> **WHAT YOU NEED TO DO**
Reproduce all of the records below, replacing every occurrence of "pixel coordinates" with "x and y coordinates" and leaving all other text unchanged.

> **DATA LISTING**
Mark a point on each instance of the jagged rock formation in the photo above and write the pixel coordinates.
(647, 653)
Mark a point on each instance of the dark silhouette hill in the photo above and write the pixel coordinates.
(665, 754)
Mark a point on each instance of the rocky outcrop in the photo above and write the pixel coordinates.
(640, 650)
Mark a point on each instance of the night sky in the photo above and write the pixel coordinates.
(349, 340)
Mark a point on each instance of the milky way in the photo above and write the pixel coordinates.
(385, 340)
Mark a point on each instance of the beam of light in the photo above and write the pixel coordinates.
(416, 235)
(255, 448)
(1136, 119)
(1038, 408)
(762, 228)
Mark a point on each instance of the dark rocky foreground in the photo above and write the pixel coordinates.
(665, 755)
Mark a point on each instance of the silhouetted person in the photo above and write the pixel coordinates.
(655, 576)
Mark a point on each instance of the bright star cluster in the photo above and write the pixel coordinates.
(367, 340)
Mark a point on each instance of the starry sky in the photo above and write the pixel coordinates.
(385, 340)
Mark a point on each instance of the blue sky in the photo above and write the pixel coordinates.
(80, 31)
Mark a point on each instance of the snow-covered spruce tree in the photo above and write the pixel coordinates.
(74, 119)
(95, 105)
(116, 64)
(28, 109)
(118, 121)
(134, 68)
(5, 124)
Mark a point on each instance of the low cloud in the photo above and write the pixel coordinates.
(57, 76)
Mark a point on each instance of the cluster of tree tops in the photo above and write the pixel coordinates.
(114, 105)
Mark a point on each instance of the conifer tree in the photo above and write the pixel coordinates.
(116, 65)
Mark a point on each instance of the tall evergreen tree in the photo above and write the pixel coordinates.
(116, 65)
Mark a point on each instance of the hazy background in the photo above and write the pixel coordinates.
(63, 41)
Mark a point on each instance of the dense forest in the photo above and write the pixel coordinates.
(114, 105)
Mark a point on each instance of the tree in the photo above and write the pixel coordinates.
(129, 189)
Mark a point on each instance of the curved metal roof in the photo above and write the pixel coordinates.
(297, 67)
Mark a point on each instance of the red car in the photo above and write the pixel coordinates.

> **RESULT OF THE EXERCISE**
Mark a point on each instance of the jagged rock formation in the photo above and write the x and y coordinates.
(647, 653)
Mark a point on each instance of the dark silhouette hill in the photo above and write the x and y coordinates.
(665, 754)
Mark a point on each instance of the rocky outcrop in the photo above and write the x and y coordinates.
(640, 650)
Mark a point on each instance of the night sky in the photo above and write the x and y coordinates.
(349, 340)
Mark a point on each instance of the milky way in the photo above and write the x and y coordinates.
(385, 340)
Mark a point on each instance of the beam of light in the photo above and write the x and y coordinates.
(416, 235)
(255, 448)
(1136, 119)
(1038, 408)
(762, 228)
Mark a point on each instance of the dark rocky foreground in the photo above and write the x and y coordinates.
(665, 755)
Mark a point on each instance of the silhouetted person in the photo above and write the x and y coordinates.
(655, 576)
Mark a point on each instance of the bright star cluster in the photo above and write the x and y coordinates.
(367, 340)
Mark a point on each instance of the starry sky in the photo above and write the x and y coordinates.
(385, 340)
Mark a point on each instance of the blue sky in the photo above and write the x and y coordinates.
(80, 31)
Mark a point on each instance of the snow-covered spruce tree in the photo above and write the x and y coordinates.
(74, 119)
(95, 105)
(116, 64)
(28, 109)
(118, 121)
(134, 68)
(5, 124)
Mark a point on each instance of the low cloud in the photo above and write the x and y coordinates.
(57, 76)
Mark a point on each instance of the cluster of tree tops in the photo above and write the x and y coordinates.
(114, 105)
Mark a point on each instance of the conifer tree in the photo above and write the x and y coordinates.
(116, 65)
Mark a point on each instance of the tall evergreen tree in the photo above and write the x and y coordinates.
(116, 65)
Mark a point on each instance of the hazy background in the photo above and write the x and y coordinates.
(63, 41)
Mark a point on each instance of the dense forest in the photo above and write the x and y coordinates.
(114, 105)
Mark a point on each instance of the tree in the photo above and write the x and y coordinates.
(129, 189)
Mark a point on each instance of the curved metal roof in the photo above and write the x and y coordinates.
(297, 67)
Mark a point on each instance of the red car in the photo above and write the x and y coordinates.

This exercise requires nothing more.